- What the exercise asks
With the pictures left aside, write out the entries that follow exactly.

* * * *

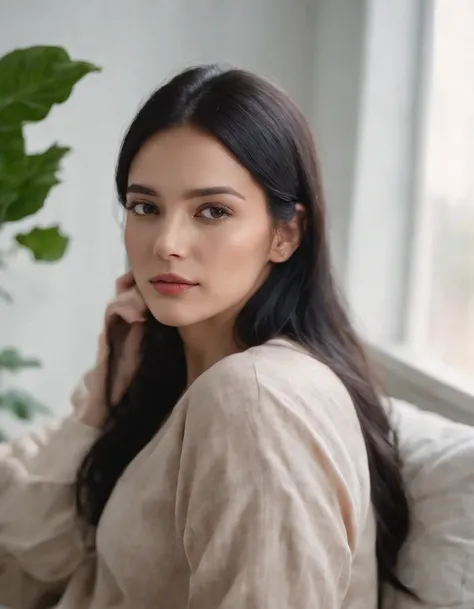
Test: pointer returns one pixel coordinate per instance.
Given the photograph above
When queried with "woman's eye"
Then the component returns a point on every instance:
(214, 212)
(142, 208)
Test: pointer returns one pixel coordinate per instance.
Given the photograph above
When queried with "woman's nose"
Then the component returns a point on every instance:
(172, 239)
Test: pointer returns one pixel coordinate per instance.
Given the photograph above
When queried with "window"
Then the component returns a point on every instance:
(442, 293)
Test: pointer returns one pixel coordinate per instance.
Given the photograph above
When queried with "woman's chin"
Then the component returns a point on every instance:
(177, 319)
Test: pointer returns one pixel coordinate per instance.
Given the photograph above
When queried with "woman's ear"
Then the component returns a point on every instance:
(288, 236)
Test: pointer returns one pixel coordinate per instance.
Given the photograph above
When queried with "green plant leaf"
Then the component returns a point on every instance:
(29, 182)
(46, 244)
(21, 404)
(12, 361)
(33, 79)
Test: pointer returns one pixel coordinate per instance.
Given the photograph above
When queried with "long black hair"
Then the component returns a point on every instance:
(269, 136)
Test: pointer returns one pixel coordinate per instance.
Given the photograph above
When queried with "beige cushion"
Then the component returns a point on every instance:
(438, 558)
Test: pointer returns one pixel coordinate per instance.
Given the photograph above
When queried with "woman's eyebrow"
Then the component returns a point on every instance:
(193, 193)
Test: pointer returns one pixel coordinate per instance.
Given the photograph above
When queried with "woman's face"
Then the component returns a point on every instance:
(198, 234)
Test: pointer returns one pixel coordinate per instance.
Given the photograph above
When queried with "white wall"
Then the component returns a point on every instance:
(58, 308)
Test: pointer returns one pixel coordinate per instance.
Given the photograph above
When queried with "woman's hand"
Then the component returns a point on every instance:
(127, 313)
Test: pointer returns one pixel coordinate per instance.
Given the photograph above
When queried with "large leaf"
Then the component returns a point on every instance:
(33, 79)
(46, 244)
(21, 404)
(28, 188)
(12, 361)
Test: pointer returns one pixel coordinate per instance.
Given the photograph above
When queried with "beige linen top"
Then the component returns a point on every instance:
(255, 494)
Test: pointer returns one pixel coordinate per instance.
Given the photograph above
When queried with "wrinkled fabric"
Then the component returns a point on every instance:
(254, 494)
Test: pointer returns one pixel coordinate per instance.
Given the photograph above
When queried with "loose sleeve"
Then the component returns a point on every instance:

* * * *

- Solution for this exercise
Test: pointer returns one pixel coordinate per instance.
Given the photograph above
When queried with "woman's eye"
Then the component returns a point on every instance:
(214, 212)
(142, 208)
Test: pointer returns one pixel coordinate per instance.
Given the photograph above
When queried with "woman's nose"
Then the component returns a point on every instance:
(172, 239)
Test: pointer returns one pixel coordinate per instance.
Given the photograph above
When queried with "window"
Then the component returns a point on every instance:
(442, 293)
Test: pointer returns one pixel coordinate per instance.
Given the photograph above
When queried with "woman's chin"
Then the component returns a point on every instance:
(177, 319)
Test: pointer returns one pixel coordinate per instance.
Given the photograph above
When queried with "woman's ear"
Then the component returns a point on every instance:
(288, 236)
Test: pointer returns one pixel coordinate per instance.
Given the photograph above
When queried with "green plant leaf"
Then the component returns a point on every instance:
(29, 182)
(46, 244)
(21, 404)
(12, 361)
(33, 79)
Test: pointer returns one pixel coordinate per instance.
Given the photograph above
When queried with "long black hair"
Then the component returns a point on every instance:
(269, 136)
Test: pointer returns one pixel coordinate per instance.
Given the photograph above
When queried with "beige cushion"
Then the component returns a point on every instance:
(438, 558)
Test: pointer returns one pixel coordinate per instance.
Given the photograph above
When queried with "woman's eyebrow"
Then the component returns a point on every instance:
(193, 193)
Test: pointer returns one pixel coordinate per instance.
Given the photograph above
When queried with "woman's face"
Then the component returns a point on every instance:
(198, 234)
Test: pointer returns one pixel coordinate per instance.
Given the photograph above
When queried with "white wall"
Then the component returns a point on every instance:
(58, 308)
Test: pointer returns one pixel coordinate per instance.
Given the photograph above
When queried with "woman's hand"
Then the component returns a point on every instance:
(127, 313)
Test: pointer returns one pixel coordinate per instance.
Given the photograph above
When queried with "large leaf"
Then the component returns a point on every instance:
(33, 79)
(46, 244)
(21, 404)
(28, 188)
(12, 361)
Test: pointer returns one pixel coordinate per instance.
Given the photograph above
When queried with "beige linen top"
Then the component returns a point on every instance:
(255, 494)
Test: pointer returns one pixel coordinate per instance.
Given the photograph above
When queried with "wrinkled fabric"
Then the component returns a point on every instance:
(254, 494)
Test: pointer returns one pixel coordinate per instance.
Given the photograph above
When queried with "loose sleeve"
Then the component returns a point on every instance:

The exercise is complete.